● **PROBLEM DETAILS**:
Give an exact copy of the lines from the beginning of the listing below to the "Show me the blue sky here." line, inclusive.

● **DATA RECORDS**:
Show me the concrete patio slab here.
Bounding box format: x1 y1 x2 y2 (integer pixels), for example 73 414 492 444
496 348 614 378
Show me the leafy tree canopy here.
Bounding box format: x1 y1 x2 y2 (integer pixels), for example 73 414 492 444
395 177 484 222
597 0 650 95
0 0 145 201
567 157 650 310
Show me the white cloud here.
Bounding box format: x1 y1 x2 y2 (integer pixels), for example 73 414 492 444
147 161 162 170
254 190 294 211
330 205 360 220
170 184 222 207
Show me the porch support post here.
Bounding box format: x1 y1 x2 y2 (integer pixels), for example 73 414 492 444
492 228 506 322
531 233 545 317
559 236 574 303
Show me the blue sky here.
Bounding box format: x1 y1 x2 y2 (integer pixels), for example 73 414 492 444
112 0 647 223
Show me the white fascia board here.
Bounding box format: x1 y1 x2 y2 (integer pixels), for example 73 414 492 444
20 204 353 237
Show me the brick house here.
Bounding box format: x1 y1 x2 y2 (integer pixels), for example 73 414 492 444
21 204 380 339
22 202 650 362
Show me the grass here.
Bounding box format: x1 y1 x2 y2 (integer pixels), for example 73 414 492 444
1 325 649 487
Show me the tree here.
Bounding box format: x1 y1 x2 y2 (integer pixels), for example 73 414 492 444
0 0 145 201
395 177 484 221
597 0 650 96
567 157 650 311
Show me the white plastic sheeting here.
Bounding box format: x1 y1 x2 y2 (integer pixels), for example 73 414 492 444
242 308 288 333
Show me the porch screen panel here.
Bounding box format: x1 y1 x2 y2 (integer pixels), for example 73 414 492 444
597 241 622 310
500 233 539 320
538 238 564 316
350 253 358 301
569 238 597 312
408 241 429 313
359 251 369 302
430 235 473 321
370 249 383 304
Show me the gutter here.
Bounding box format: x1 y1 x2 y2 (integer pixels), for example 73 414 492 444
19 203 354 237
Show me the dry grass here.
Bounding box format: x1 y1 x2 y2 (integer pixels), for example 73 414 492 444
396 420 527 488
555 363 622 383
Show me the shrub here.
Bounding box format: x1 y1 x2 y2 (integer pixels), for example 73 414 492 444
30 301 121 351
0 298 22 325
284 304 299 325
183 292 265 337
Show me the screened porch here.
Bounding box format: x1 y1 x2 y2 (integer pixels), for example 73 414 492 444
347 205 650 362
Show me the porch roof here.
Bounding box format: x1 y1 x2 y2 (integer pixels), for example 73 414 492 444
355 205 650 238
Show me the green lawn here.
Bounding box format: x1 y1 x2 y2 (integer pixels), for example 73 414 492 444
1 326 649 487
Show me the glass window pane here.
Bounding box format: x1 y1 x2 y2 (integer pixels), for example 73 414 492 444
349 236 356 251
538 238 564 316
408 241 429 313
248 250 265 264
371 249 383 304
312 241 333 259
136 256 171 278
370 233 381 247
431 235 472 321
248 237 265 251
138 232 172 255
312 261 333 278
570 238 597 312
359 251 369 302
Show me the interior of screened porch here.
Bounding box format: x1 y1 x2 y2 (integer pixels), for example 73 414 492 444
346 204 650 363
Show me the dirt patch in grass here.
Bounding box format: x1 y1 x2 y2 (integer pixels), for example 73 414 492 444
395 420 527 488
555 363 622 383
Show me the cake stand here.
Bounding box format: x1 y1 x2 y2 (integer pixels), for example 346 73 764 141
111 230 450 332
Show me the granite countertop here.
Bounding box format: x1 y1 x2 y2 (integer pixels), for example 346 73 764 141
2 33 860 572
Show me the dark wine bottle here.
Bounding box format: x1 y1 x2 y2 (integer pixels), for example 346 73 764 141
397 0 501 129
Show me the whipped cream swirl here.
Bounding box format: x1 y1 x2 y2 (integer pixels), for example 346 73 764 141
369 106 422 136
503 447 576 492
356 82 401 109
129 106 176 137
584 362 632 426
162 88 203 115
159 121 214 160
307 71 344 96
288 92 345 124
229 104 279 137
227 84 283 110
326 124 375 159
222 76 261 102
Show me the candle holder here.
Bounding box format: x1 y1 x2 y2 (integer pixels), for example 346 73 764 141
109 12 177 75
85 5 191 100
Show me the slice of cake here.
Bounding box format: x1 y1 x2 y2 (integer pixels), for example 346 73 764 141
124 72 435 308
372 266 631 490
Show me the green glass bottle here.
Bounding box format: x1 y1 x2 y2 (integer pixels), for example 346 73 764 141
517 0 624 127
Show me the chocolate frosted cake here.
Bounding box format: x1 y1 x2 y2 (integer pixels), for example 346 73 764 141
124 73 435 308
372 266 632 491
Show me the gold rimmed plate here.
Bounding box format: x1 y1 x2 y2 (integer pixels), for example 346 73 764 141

● **OUTPUT BELOW**:
Show me the concrete patio slab here.
Bounding box format: x1 y1 x2 y2 (integer pixels), for example 73 414 492 444
496 348 614 378
Show me the leafy tree canopy here.
Bounding box format: x1 y1 x2 y2 (integer pixels), for example 73 414 492 444
395 177 484 222
597 0 650 95
0 0 145 201
567 157 650 310
Show me the white cloud here.
Bounding box format: x1 y1 x2 y2 (integer pixels), for example 73 414 492 444
147 161 162 170
254 190 294 211
330 205 360 220
170 184 222 207
Show me the porch support post here.
Bounding box format: x1 y1 x2 y2 (integer pixels), for example 73 414 492 444
492 228 506 322
531 233 545 317
559 236 574 303
Show me the blue sky here.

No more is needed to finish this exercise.